-- Begin Task data --
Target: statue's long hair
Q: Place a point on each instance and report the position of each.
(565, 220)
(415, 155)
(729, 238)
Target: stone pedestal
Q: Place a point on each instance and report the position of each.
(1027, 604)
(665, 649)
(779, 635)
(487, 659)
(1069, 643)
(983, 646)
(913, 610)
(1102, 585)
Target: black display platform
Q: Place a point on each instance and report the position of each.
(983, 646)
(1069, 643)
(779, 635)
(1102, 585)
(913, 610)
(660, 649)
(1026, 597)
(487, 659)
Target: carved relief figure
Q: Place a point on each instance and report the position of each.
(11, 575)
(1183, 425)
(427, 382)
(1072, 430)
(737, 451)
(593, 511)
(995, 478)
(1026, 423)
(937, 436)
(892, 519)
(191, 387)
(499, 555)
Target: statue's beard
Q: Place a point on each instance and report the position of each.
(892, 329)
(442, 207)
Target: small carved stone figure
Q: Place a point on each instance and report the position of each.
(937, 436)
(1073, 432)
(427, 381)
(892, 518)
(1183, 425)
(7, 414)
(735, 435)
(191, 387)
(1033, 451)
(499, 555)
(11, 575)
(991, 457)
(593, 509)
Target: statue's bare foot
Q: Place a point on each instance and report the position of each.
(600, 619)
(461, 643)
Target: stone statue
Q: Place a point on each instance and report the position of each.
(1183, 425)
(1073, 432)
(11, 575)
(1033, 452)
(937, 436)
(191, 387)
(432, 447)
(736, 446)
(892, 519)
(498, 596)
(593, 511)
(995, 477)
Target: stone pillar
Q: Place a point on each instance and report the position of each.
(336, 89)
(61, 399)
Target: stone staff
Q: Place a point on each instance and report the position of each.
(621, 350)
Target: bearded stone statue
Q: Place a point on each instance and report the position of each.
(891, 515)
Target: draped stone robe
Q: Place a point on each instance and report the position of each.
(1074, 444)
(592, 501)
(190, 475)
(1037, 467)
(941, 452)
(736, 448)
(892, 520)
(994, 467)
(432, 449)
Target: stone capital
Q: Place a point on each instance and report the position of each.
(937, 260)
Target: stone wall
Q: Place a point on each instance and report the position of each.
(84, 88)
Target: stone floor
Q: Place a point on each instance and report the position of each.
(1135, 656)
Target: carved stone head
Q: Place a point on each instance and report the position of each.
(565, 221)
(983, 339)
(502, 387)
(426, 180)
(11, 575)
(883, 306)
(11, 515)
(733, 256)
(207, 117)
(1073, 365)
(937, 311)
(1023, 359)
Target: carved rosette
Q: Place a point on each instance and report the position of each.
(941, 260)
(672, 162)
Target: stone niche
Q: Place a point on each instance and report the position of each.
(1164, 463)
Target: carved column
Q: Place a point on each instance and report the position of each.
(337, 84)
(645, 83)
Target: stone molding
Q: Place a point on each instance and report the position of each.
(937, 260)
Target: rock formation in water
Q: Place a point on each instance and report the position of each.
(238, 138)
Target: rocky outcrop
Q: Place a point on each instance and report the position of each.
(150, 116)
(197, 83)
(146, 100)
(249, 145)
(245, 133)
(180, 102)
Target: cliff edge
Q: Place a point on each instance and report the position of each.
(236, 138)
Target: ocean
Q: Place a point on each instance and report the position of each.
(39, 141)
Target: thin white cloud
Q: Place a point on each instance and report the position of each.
-- End Task data --
What to do:
Reproduce all of the records above, replacing "pedestal" with "plinth" and leaving everything else as it is.

Task response:
Target: statue's long hair
Q: Place a point on each instance and report the position of each.
(565, 220)
(415, 155)
(729, 238)
Target: stone plinth
Q: Place a point on each instance and report the position of each.
(1027, 604)
(665, 649)
(779, 635)
(487, 659)
(1069, 643)
(983, 646)
(913, 610)
(1102, 585)
Target: black display platform
Q: Place a point on each instance and report the position of each.
(983, 646)
(1069, 643)
(779, 635)
(1102, 585)
(913, 610)
(660, 649)
(1026, 597)
(487, 659)
Target: carved relief figure
Q: Place a point on each instance and report the position of each.
(11, 575)
(1183, 425)
(427, 382)
(1072, 430)
(737, 451)
(593, 511)
(995, 478)
(1026, 423)
(937, 436)
(892, 519)
(191, 387)
(499, 555)
Target: statue's beard
Q: Place a point on each instance and report the position of each.
(892, 329)
(442, 207)
Target: small carved stone figure
Q: Place a point on each instance and report the position of each.
(937, 436)
(1073, 432)
(427, 381)
(892, 518)
(1183, 425)
(7, 414)
(735, 435)
(191, 387)
(1033, 451)
(499, 555)
(11, 575)
(991, 457)
(593, 509)
Target: statue's bare foot
Q: Place a point on each instance and report the position of each.
(600, 619)
(461, 643)
Target: stone statue
Q: Place a point on each instance and report the position of each.
(1183, 425)
(1073, 432)
(11, 575)
(1033, 452)
(937, 436)
(191, 387)
(432, 447)
(736, 446)
(892, 519)
(498, 596)
(593, 511)
(995, 477)
Target: stone pillar
Q: Place a point on each instance and report the position of each.
(336, 89)
(61, 399)
Target: stone staff
Q: Place a point on each instance and report the position of each.
(621, 350)
Target: bearded stone statue
Q: Place a point on each instance and report the position of each.
(891, 515)
Target: draped stone robe
Q: Place a point on each instance and report the position of each.
(1074, 444)
(592, 501)
(190, 475)
(1037, 467)
(941, 452)
(736, 448)
(892, 520)
(994, 467)
(432, 449)
Target: stone capital
Q: Place a point on each instance and report the position of each.
(937, 260)
Target: stone wall
Q: Place a point on each instance and report the position of each.
(84, 88)
Target: stone floor
Q: Place a point on each instance and report the position of each.
(1135, 656)
Target: carved stone head
Q: Place a point on each instance and report the position of each.
(565, 221)
(983, 339)
(502, 387)
(426, 180)
(11, 575)
(883, 306)
(11, 515)
(733, 256)
(207, 117)
(1073, 365)
(937, 311)
(1023, 359)
Target: carved rosette
Q: Place a point on each instance and report the position of each.
(941, 260)
(672, 162)
Target: stone niche
Q: Place a point on each instance and report the position of each.
(1164, 463)
Target: carved column
Q: Place a point on each instance and report the position of each.
(337, 84)
(645, 83)
Target: stone molding
Q: Place a point on each instance and report the position of each.
(937, 260)
Target: rock formation in water
Q: Place a point on each instance and report the position of each.
(238, 138)
Target: rocky outcrop
Q: Place a point on each instance and report the position of each.
(150, 116)
(197, 83)
(146, 100)
(249, 145)
(245, 133)
(180, 102)
Target: cliff edge
Q: Place a point on each instance and report the position of each.
(236, 138)
Target: ocean
Q: Place a point on each instance and report the position of each.
(39, 141)
Target: thin white cloud
Q: Place a point on each instance and report the position of each.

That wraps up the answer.